## [Stated task 1]
In the Mantis passage, what can be used without a Python installation?
## [Stated task 2]
Put this sentence from the Mantis passage into Spanish: "Executables can be used without Python installation and are available for many operating systems."
## [Stated task 3]
Transcribe the Mantis passage from the words "- Peak Fitting: here" up to and including the words "absorption edge step.".

## [Supplied passage]
+ + + +

We recommend using pip Python Packaging to install required libraries. Alternatively, Anaconda Python includes all the required libraries in compatible versions. Enthought Python Distribution EPD is another option.
Alternatively, Mantis executables can be downloaded at http://spectromicroscopy.com/. Executables can be used without Python installation and are available for many operating systems.
Processing your data
To carry out your analysis via PCA and clustering (see the above figure), you need to go through the following steps:
- Loading your data
- Preprocessing: alignment, normalization to optical density, removal of artifact images
- PCA (principal component analysis): orthogonalization of spectra (generation of eigenspectra), and selection of S principal components (removal of noisy eigenspectra)
- Cluster analysis: grouping of spectroscopically similar pixels together to find a representative set S of spectra (i.e., to discover uN x S)
- Spectral Maps: calculation of thickness or weighting maps tS x P from tS x P=(uN x S)-1.DN x P. This step is also known as target mapping: you obtain maps of the distribution of a set of target spectra. These steps are described in turn below.
- NNMA Analysis: Non-negative matrix analysis for effective feature extraction
- Peak IDs: once you have a set of spectra uN x S, you can either load or build a list of names and energies of functional group peaks you expect to find in the spectra (e.g., C=C aromatic bonds at 285.0 eV).
- Peak Fitting: here you can fit a particular spectrum uN x s, for a particular component s to a set of near-edge absorption resonances and an absorption edge step.
- Tomography: compressed sensing reconstruction algorithm for 4D datasets
- Image Maps: creating image maps by comparing images at different energies
Reading your data
The first step in using Mantis is to read in a set of images over known photon energies (a stack).
Figure 1 Load Data Tab. Loaded images can be viewed using the scroll-bar and arrows on Windows and Linux; on Mac the arrows are no longer available but the same functionality can be imitated by clicking on the scroll-bar and using arrow keys on the keyboard.

+ + + +

## [Supplied material]
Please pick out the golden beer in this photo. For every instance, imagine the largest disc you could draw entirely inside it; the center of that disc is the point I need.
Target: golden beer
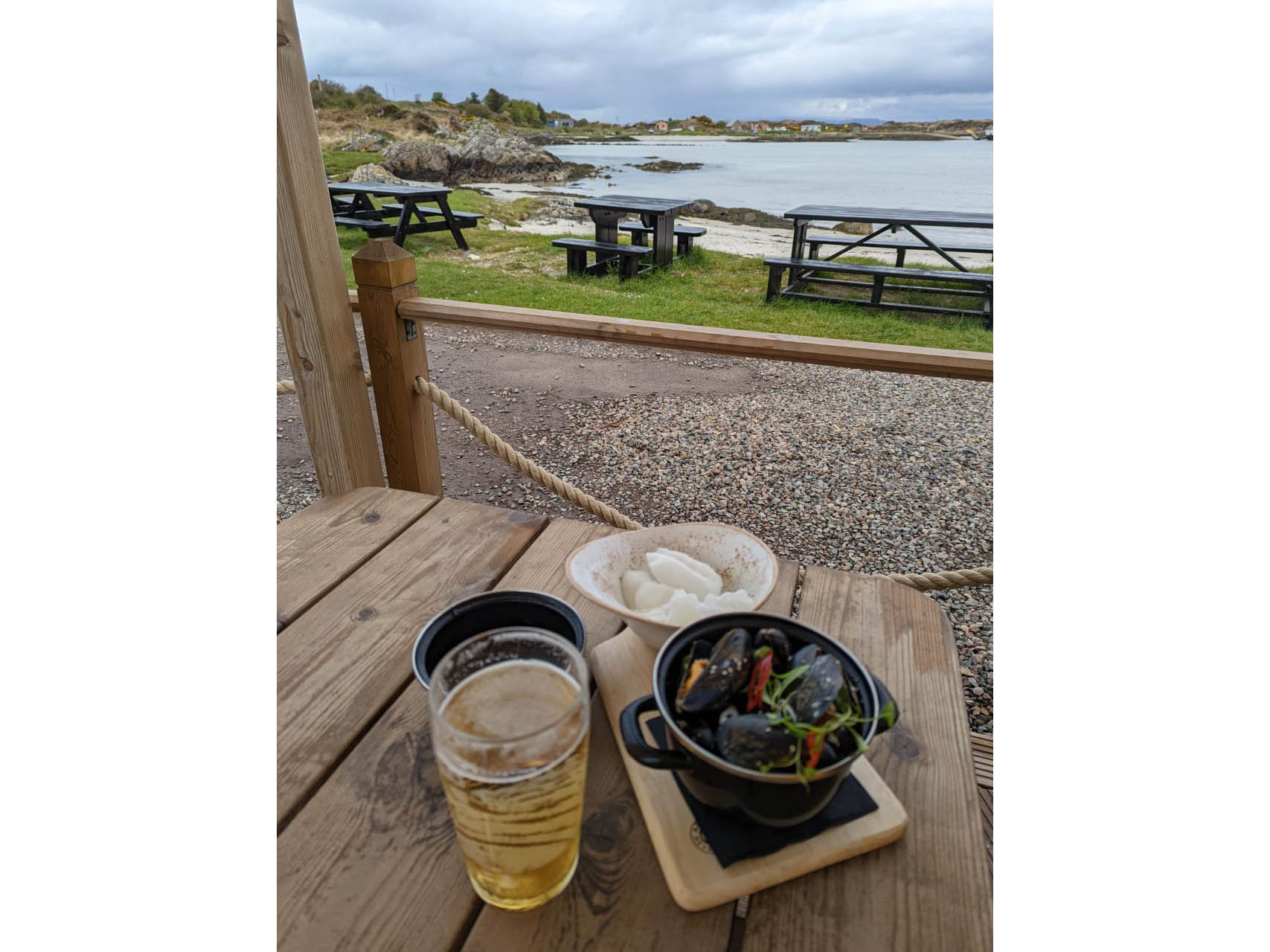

+ + + +

## [Complete answer 1]
Mantis executables.

## [Complete answer 2]
Los ejecutables pueden usarse sin instalar Python y están disponibles para muchos sistemas operativos.

## [Complete answer 3]
- Peak Fitting: here you can fit a particular spectrum uN x s, for a particular component s to a set of near-edge absorption resonances and an absorption edge step.